### Objective
Copy each line exactly.

Contour labeling entries

------------------------------------------------------------

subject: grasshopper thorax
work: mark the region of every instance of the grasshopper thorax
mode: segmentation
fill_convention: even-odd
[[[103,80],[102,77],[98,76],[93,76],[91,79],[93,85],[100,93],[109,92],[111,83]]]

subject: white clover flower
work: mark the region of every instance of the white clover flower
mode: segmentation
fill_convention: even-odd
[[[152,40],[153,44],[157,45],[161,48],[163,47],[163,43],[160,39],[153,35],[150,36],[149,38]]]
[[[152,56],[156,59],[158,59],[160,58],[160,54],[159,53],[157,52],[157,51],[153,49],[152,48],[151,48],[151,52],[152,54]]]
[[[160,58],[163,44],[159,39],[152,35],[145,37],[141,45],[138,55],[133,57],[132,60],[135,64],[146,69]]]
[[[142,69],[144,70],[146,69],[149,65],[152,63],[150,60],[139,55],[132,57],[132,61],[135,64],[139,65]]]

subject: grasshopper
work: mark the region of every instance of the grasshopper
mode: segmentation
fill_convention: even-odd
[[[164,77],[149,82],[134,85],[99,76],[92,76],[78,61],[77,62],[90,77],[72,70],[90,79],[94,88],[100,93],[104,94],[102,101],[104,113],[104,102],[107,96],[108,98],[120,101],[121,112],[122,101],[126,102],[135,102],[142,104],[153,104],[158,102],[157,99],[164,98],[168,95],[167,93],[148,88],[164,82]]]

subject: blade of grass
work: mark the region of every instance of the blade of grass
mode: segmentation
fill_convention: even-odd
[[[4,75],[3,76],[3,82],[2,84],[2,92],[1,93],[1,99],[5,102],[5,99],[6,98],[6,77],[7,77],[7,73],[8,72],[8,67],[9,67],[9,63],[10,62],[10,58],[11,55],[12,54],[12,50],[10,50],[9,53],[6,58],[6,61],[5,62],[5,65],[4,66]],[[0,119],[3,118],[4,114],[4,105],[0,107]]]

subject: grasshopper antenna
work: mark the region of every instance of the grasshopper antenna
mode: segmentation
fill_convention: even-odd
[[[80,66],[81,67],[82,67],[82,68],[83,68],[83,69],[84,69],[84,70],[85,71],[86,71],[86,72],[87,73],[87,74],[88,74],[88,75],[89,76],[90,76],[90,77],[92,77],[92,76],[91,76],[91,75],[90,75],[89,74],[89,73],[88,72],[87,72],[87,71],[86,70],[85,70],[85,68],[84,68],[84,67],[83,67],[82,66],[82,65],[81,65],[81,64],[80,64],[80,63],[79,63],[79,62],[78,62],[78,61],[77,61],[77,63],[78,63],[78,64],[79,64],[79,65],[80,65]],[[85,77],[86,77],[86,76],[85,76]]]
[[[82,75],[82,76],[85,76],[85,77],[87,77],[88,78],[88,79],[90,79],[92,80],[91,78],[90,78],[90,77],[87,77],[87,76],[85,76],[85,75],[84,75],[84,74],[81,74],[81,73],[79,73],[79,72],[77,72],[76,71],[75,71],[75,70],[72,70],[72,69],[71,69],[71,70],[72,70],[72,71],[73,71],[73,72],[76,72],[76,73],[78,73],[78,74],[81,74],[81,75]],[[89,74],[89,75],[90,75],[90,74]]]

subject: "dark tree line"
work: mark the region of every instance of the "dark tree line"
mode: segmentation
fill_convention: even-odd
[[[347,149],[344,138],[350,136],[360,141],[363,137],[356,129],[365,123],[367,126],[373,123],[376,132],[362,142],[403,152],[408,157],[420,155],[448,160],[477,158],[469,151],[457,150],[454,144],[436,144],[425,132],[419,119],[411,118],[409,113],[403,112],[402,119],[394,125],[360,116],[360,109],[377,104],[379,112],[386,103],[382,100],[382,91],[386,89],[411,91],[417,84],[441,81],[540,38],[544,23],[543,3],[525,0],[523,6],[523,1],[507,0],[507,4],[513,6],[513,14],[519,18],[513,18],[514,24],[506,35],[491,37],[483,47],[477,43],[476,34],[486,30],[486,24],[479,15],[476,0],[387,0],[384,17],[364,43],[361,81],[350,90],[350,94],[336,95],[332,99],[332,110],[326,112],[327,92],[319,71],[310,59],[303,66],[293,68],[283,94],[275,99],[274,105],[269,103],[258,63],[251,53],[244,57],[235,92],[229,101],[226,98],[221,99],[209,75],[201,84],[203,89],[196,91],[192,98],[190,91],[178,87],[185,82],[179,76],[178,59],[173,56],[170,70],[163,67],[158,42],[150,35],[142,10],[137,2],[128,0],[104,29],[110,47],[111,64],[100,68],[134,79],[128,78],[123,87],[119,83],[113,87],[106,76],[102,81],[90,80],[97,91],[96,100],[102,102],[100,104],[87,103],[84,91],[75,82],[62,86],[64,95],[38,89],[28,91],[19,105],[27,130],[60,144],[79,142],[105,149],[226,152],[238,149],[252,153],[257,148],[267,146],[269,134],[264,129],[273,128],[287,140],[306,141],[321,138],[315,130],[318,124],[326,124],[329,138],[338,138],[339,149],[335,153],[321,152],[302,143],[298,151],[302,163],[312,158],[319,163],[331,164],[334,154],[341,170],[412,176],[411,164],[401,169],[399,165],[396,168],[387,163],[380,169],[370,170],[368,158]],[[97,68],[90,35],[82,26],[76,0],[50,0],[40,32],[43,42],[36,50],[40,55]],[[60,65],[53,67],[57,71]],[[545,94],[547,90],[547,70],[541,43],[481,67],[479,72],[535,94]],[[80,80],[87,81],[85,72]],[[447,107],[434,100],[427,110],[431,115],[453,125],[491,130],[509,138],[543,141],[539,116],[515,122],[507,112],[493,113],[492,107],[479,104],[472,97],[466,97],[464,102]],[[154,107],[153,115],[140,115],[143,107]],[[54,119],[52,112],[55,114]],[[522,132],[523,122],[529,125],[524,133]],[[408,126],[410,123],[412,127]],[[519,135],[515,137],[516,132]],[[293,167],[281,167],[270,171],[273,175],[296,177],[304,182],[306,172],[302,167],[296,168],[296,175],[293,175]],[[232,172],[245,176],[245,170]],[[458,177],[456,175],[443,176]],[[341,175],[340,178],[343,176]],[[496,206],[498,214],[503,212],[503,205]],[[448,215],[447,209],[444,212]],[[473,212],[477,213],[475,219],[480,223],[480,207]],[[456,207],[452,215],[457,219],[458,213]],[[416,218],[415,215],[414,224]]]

------------------------------------------------------------

### Full response
subject: grasshopper thorax
work: mark the region of every instance of the grasshopper thorax
mode: segmentation
fill_convention: even-odd
[[[103,80],[102,77],[98,76],[93,76],[91,79],[93,85],[100,93],[109,92],[111,83]]]

subject: white clover flower
work: mark the region of every instance of the white clover flower
mode: segmentation
fill_convention: even-odd
[[[152,40],[153,44],[157,45],[161,48],[163,47],[163,43],[160,39],[153,35],[150,36],[149,38]]]
[[[152,56],[156,59],[158,59],[160,58],[160,54],[159,53],[157,52],[157,51],[153,49],[152,48],[151,48],[151,52],[152,54]]]
[[[160,58],[163,44],[159,39],[152,35],[145,37],[141,45],[138,55],[133,57],[132,60],[135,64],[146,69]]]
[[[142,69],[144,70],[146,69],[149,65],[152,63],[150,60],[139,55],[132,57],[132,61],[135,64],[139,65]]]

subject: grasshopper
work: mark the region of every instance of the grasshopper
mode: segmentation
fill_convention: even-odd
[[[164,77],[149,82],[134,85],[99,76],[92,76],[78,61],[77,62],[90,77],[72,70],[90,79],[94,88],[100,93],[104,94],[102,101],[104,113],[104,102],[107,96],[108,98],[120,101],[121,112],[122,101],[126,102],[135,102],[142,104],[153,104],[158,102],[157,99],[164,98],[168,95],[167,93],[148,88],[164,82]]]

subject: blade of grass
work: mark the region of every instance of the blade of grass
mode: segmentation
fill_convention: even-odd
[[[4,75],[3,76],[3,82],[2,84],[2,92],[1,93],[1,99],[5,102],[5,99],[6,98],[6,77],[7,77],[7,73],[8,72],[8,67],[9,67],[9,63],[10,62],[10,58],[11,55],[12,54],[12,50],[10,50],[9,53],[6,58],[6,61],[5,62],[5,65],[4,66]],[[0,119],[3,118],[4,114],[4,105],[0,107]]]

subject: grasshopper antenna
work: mark the region of every instance of the grasshopper antenna
mode: segmentation
fill_convention: even-odd
[[[80,66],[81,67],[82,67],[82,68],[83,68],[83,69],[84,69],[84,70],[85,71],[86,71],[86,72],[87,73],[87,74],[88,74],[88,75],[89,76],[90,76],[90,77],[92,77],[92,76],[91,76],[91,75],[90,75],[89,74],[89,73],[88,72],[87,72],[87,71],[86,70],[85,70],[85,68],[84,68],[84,67],[83,67],[82,66],[82,65],[81,65],[81,64],[80,64],[80,63],[79,63],[79,62],[78,62],[78,61],[77,61],[77,63],[78,63],[78,64],[79,64],[79,65],[80,65]],[[85,77],[86,77],[86,76],[85,76]]]
[[[82,75],[82,76],[85,76],[85,77],[87,77],[88,78],[88,79],[90,79],[92,80],[91,78],[90,78],[90,77],[87,77],[87,76],[85,76],[85,75],[84,75],[84,74],[81,74],[81,73],[79,73],[79,72],[77,72],[76,71],[75,71],[75,70],[72,70],[72,69],[71,69],[71,70],[72,70],[72,71],[73,71],[73,72],[76,72],[76,73],[78,73],[78,74],[81,74],[81,75]],[[89,74],[89,75],[90,75],[90,74]]]

subject: "dark tree line"
work: mark the region of every instance of the "dark tree line"
mode: segmentation
fill_convention: even-odd
[[[347,149],[344,138],[350,136],[360,141],[363,137],[356,129],[365,123],[367,126],[373,123],[376,132],[362,142],[403,152],[408,157],[420,155],[448,160],[477,158],[469,151],[457,150],[454,144],[436,144],[425,132],[419,119],[411,118],[409,113],[403,112],[402,119],[394,125],[360,116],[360,109],[377,104],[379,112],[386,103],[382,100],[382,91],[386,89],[411,91],[417,84],[441,81],[540,38],[544,23],[543,3],[525,0],[523,6],[523,1],[507,0],[507,4],[513,6],[513,14],[519,18],[513,18],[514,24],[506,35],[491,37],[483,47],[477,43],[476,34],[486,30],[486,24],[479,15],[476,0],[387,0],[384,17],[364,43],[361,81],[350,90],[350,94],[336,95],[332,99],[332,110],[326,112],[327,92],[319,71],[310,59],[303,66],[293,68],[283,94],[275,99],[274,105],[269,103],[258,63],[251,53],[244,57],[235,92],[229,101],[226,98],[221,99],[209,75],[201,84],[203,89],[196,91],[192,98],[190,91],[178,87],[185,82],[179,76],[178,59],[173,56],[170,70],[163,67],[158,42],[150,35],[142,10],[137,2],[128,0],[104,29],[110,47],[111,64],[100,68],[134,79],[128,78],[123,87],[119,83],[113,87],[106,76],[102,81],[90,80],[97,91],[96,100],[102,102],[100,104],[87,103],[84,91],[75,82],[62,86],[64,95],[38,89],[28,91],[19,105],[27,130],[60,144],[79,142],[105,149],[226,152],[238,149],[252,153],[257,148],[267,146],[269,134],[264,129],[273,128],[287,140],[306,141],[321,138],[315,130],[318,124],[326,124],[329,138],[338,138],[339,149],[335,153],[321,152],[302,143],[298,151],[302,163],[312,158],[319,163],[331,164],[334,154],[341,170],[412,176],[411,164],[401,169],[399,165],[396,168],[387,163],[380,169],[370,170],[368,158]],[[97,68],[90,35],[82,26],[76,0],[50,0],[40,32],[43,42],[36,50],[40,55]],[[60,65],[53,67],[57,71]],[[545,94],[547,90],[547,70],[541,43],[481,67],[479,72],[535,94]],[[80,80],[87,81],[85,72]],[[447,107],[434,100],[427,110],[431,115],[453,125],[491,130],[509,138],[543,141],[539,116],[515,122],[507,112],[493,113],[492,107],[479,104],[472,97],[466,97],[464,102]],[[154,107],[153,115],[140,115],[143,107]],[[54,119],[52,112],[55,114]],[[522,132],[523,122],[529,125],[524,133]],[[408,126],[410,123],[412,127]],[[519,135],[515,137],[516,132]],[[293,167],[281,167],[270,171],[273,175],[296,177],[304,182],[306,172],[302,167],[296,168],[296,175],[293,175]],[[232,172],[245,176],[245,170]],[[458,177],[456,175],[443,176]],[[341,175],[340,178],[343,176]],[[496,206],[498,214],[503,212],[503,205]],[[448,215],[447,209],[444,212]],[[473,212],[477,213],[475,219],[480,223],[480,207]],[[456,207],[452,215],[457,219],[458,213]],[[416,218],[415,215],[414,224]]]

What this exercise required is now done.